◆ Exercise brief: Look below and pull out each line with the word "every".

◆ Records supplied:
═══
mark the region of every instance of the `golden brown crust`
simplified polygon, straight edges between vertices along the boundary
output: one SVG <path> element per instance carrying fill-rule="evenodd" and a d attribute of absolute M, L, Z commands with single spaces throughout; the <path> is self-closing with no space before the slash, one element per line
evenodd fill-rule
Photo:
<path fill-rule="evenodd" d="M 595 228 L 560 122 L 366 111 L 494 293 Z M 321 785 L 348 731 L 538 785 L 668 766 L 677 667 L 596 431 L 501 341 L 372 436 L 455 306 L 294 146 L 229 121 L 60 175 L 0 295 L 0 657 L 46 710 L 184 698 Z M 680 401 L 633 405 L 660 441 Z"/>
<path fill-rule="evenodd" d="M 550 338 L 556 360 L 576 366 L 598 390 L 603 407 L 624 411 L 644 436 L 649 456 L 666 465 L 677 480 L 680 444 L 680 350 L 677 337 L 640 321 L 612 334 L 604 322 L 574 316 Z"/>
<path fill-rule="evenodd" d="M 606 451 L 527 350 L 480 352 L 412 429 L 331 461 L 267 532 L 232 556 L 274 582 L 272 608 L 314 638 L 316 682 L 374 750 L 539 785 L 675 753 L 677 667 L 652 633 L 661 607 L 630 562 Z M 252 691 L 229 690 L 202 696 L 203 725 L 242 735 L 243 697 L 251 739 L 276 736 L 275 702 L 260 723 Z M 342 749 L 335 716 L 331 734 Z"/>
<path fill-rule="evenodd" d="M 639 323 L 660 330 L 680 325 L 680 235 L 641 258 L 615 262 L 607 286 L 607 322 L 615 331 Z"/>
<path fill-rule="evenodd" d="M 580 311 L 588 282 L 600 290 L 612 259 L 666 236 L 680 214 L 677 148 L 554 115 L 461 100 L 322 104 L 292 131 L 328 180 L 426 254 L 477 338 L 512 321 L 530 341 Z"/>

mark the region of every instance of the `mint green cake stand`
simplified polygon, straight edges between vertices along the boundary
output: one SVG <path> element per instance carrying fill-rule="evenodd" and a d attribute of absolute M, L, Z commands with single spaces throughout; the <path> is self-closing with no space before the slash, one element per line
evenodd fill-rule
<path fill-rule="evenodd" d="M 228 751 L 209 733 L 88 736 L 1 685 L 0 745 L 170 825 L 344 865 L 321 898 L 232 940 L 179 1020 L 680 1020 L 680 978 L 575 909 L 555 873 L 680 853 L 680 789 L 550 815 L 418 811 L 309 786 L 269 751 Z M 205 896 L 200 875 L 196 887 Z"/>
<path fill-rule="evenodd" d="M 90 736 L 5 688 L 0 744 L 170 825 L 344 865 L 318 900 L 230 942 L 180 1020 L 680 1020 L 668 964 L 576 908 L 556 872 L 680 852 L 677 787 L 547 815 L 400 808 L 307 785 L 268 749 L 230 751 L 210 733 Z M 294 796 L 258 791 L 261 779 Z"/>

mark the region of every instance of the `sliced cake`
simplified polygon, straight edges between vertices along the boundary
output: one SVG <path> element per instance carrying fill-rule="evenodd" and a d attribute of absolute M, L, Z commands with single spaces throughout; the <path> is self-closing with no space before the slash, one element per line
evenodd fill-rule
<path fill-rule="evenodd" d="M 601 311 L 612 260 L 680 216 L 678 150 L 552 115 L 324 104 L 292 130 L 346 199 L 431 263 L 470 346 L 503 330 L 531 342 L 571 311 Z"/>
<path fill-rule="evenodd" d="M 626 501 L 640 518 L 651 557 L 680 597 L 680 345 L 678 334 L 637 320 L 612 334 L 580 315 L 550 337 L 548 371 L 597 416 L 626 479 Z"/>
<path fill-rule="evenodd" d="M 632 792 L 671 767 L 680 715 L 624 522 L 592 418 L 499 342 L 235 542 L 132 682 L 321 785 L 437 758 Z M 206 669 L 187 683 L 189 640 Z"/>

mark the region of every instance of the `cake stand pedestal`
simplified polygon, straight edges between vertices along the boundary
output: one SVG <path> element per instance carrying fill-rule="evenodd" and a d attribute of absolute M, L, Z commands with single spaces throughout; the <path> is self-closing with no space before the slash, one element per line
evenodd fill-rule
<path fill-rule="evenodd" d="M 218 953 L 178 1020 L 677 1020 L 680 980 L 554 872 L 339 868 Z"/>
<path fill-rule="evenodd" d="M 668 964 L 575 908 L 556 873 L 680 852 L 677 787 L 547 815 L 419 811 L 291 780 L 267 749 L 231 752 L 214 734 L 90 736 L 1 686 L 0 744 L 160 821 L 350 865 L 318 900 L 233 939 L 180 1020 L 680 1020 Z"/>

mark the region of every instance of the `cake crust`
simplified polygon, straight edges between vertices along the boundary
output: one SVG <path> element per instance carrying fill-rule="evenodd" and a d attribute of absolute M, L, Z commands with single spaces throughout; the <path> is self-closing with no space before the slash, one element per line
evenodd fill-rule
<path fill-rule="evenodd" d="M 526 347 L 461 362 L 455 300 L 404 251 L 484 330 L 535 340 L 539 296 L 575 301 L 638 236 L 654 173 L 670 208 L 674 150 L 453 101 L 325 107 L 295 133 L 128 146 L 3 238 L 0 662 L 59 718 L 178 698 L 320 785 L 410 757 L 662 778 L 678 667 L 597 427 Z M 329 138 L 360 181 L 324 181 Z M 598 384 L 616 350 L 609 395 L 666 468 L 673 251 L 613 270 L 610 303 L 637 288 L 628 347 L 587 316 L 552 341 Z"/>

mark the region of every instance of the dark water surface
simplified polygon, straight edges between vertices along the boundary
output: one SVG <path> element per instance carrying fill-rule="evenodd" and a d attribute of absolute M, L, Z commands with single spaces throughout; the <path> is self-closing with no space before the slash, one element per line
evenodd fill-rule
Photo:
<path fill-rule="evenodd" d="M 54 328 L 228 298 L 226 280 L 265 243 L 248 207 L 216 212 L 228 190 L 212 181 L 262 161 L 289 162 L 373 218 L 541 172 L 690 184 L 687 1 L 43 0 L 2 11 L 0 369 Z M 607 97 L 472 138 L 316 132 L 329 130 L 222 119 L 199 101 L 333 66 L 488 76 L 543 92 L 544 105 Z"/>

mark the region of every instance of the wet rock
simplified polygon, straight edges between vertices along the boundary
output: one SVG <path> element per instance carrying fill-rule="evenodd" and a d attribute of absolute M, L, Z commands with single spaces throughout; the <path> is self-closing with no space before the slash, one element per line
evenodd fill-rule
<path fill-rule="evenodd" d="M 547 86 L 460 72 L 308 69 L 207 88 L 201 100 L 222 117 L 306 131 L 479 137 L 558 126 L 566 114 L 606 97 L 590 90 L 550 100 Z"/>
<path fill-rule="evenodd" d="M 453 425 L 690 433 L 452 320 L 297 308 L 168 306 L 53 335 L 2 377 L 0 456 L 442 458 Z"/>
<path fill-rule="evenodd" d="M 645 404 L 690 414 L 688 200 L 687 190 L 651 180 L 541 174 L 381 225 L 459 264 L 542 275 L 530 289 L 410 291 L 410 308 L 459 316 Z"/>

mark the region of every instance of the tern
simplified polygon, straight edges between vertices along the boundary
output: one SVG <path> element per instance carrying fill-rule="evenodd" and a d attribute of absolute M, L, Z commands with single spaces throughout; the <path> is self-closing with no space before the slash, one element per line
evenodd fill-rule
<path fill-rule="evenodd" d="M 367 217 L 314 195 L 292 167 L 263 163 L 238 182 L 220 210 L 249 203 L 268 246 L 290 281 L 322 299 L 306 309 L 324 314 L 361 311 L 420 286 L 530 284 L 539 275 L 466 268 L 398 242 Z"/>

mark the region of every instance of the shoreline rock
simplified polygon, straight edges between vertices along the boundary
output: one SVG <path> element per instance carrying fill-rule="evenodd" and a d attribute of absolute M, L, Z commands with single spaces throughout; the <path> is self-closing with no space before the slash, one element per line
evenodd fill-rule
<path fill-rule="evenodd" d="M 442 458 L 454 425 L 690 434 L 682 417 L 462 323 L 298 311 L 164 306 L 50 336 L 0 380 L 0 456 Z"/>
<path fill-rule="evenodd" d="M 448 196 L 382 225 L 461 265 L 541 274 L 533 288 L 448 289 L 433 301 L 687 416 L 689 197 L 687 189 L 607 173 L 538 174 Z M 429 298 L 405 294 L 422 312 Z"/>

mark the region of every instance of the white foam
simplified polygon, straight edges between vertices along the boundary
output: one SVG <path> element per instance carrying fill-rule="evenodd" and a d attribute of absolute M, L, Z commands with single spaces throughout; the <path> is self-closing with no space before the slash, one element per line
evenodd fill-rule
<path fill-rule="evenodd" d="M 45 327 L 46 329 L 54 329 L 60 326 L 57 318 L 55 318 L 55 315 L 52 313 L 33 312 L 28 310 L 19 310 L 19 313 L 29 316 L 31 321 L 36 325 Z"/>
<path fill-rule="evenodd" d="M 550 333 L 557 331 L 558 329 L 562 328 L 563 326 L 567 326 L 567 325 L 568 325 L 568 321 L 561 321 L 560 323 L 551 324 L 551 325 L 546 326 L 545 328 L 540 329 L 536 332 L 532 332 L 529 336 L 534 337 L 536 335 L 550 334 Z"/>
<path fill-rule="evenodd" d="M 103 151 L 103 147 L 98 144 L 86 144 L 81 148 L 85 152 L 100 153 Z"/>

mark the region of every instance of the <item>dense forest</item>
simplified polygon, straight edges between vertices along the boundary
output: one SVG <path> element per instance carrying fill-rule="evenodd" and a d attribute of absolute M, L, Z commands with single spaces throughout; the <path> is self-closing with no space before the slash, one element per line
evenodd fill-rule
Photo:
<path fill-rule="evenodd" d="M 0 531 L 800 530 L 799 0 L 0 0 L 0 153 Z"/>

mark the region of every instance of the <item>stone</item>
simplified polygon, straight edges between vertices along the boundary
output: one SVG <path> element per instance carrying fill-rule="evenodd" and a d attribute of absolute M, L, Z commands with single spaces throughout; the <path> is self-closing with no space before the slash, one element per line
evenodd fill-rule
═══
◆ Answer space:
mark the region of every instance of the `golden brown crust`
mark the region of every instance of the `mint green cake stand`
mark the region of every instance of the `sliced cake`
mark the region of every instance of the `cake stand pedestal`
mark the region of every instance of the `cake crust`
mark the region of every instance of the dark water surface
mark the region of every instance of the wet rock
mark the region of every instance of the tern
mark the region of every instance of the shoreline rock
mark the region of every instance of the white foam
mark the region of every instance of the <item>dense forest</item>
mark the region of every instance of the <item>stone</item>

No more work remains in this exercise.